The effectiveness of a web-based positive psychology intervention in enhancing college students’ mental well-being
Over my 55-year career as a researcher, professor, and social psychology journal editor, my main interest has always been in positive psychology, and in the capacity to enhance people’s psychological well-being. It has been rewarding to see the way psychology has shifted its axis to include a greater focus on positive emotions. The beginnings of this were originally termed “Third Force Psychology,” and this has evolved into Positive Psychology, with a range of newer interventions, such as Cognitive Behavior Therapy (CBT), and Positive Psychology Intervention (PPI). These have shown much promise in helping people to live more fulfilling and purpose-directed lives.
Currently, the world continues to face the challenge of the coronavirus pandemic, which has caused unprecedented destruction of economic, medical, and educational systems, and a global death toll of more than 5.5 million, as of January 16, 2022. Lockdown policies have affected many. For example, although they may have continued their studies online, some university students have suffered severe mental consequences because of loneliness and social isolation.
The authors examined the effectiveness of a web-based Positive Psychology Intervention (PPI) with 886 students, who either took part in PPI sessions, or received health reminders in the control group. Results showed that the PPS sessions (vs. regular health reminders) significantly improved students’ positive mood and mitigated negative emotions. The positive effect of the intervention remained consistent at both 3- and 6-month follow-ups.
In accordance with the positive psychology treatment developed by Seligman and Csikszentmihalyi (2000), the web-based PPI incorporated two psychotherapeutic techniques: positive future imagination and gratitude-inducing thinking. (It should be noted that Professor Csikszentmihalyi, who was a member of our Board of Consulting Editors, recently passed away. An obituary for him appeared in Social Behavior and Personality; Stewart & Krivan, 2022).

■ ■ ■ ■ ■

Your assignment
According to the text on the web-based positive psychology intervention, why did some university students suffer severe mental consequences during the pandemic? Answer in one to three sentences.

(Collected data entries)
■ ■ ■ ■ ■

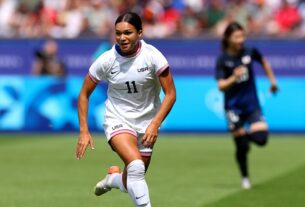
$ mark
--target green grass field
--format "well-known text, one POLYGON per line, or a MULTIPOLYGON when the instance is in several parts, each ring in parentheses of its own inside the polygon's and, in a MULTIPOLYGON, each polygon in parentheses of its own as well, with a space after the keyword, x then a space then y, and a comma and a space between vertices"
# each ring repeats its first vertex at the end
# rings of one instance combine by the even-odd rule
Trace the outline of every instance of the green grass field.
MULTIPOLYGON (((132 207, 128 194, 93 186, 121 161, 104 136, 78 161, 77 135, 0 135, 1 207, 132 207)), ((160 135, 147 182, 155 207, 303 207, 305 136, 252 145, 251 190, 241 190, 229 135, 160 135), (304 138, 304 139, 303 139, 304 138)))

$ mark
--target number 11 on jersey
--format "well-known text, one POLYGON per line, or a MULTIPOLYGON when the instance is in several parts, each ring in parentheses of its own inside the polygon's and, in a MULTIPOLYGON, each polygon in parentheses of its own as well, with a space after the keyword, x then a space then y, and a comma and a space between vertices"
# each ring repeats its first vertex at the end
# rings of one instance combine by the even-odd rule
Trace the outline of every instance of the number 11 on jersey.
POLYGON ((132 84, 132 87, 133 87, 133 92, 131 90, 130 82, 126 81, 125 84, 127 85, 127 89, 128 89, 127 93, 138 93, 135 81, 131 81, 131 84, 132 84))

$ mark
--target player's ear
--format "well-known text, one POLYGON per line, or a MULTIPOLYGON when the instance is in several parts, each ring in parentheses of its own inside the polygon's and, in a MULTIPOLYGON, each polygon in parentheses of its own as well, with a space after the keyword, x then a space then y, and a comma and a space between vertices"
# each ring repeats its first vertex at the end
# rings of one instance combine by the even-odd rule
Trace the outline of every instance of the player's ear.
POLYGON ((139 31, 138 31, 138 35, 139 35, 139 38, 141 38, 142 35, 143 35, 143 30, 139 30, 139 31))

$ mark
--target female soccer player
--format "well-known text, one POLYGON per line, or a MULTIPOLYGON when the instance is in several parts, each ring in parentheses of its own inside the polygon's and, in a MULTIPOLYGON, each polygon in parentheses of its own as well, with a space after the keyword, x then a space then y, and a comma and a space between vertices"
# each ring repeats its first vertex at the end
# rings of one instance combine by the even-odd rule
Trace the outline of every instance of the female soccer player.
POLYGON ((245 47, 244 42, 243 27, 236 22, 229 24, 223 35, 223 53, 217 59, 216 79, 219 90, 225 95, 224 107, 236 145, 235 156, 242 175, 242 187, 249 189, 249 142, 264 146, 268 138, 268 126, 262 117, 256 92, 252 68, 254 61, 262 65, 268 76, 270 91, 276 93, 278 87, 268 61, 257 49, 245 47), (245 124, 249 126, 247 129, 245 124))
POLYGON ((108 83, 104 129, 112 149, 125 164, 123 173, 110 167, 97 183, 95 194, 120 189, 136 206, 151 206, 144 178, 149 166, 158 129, 176 100, 176 89, 165 57, 141 40, 142 22, 132 12, 115 22, 116 44, 90 67, 78 99, 80 136, 76 157, 80 159, 93 140, 88 130, 87 111, 90 94, 97 83, 108 83), (165 97, 161 103, 160 89, 165 97))

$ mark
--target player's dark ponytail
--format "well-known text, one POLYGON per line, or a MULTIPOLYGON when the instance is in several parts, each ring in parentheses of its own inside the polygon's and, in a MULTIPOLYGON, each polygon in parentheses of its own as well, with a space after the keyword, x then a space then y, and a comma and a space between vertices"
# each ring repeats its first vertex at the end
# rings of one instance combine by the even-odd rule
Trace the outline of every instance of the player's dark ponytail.
POLYGON ((129 24, 133 25, 138 32, 142 30, 142 20, 139 15, 134 12, 126 12, 120 15, 116 19, 115 25, 120 22, 128 22, 129 24))
POLYGON ((244 28, 237 22, 230 23, 227 28, 225 29, 225 32, 223 33, 223 38, 221 41, 222 50, 225 51, 229 47, 229 39, 231 35, 238 30, 244 31, 244 28))

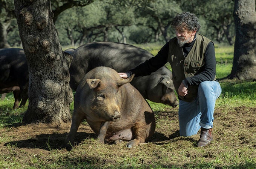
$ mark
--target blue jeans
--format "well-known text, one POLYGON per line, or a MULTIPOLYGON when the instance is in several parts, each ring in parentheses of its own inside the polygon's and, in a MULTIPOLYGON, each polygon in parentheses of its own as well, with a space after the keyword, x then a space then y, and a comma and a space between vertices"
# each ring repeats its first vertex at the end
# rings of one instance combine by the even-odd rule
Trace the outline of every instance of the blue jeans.
POLYGON ((179 101, 179 121, 181 136, 197 134, 202 127, 212 128, 213 112, 216 100, 221 93, 221 88, 216 81, 201 82, 197 95, 192 102, 179 101))

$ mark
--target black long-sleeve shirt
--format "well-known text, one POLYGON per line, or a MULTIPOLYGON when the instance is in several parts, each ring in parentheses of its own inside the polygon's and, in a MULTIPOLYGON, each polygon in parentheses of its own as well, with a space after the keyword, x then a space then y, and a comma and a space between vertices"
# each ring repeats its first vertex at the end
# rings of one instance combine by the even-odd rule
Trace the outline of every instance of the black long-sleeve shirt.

■ ■ ■ ■ ■

Task answer
Lockdown policies led to loneliness and social isolation. Even though some students kept studying online, this isolation caused them severe mental consequences.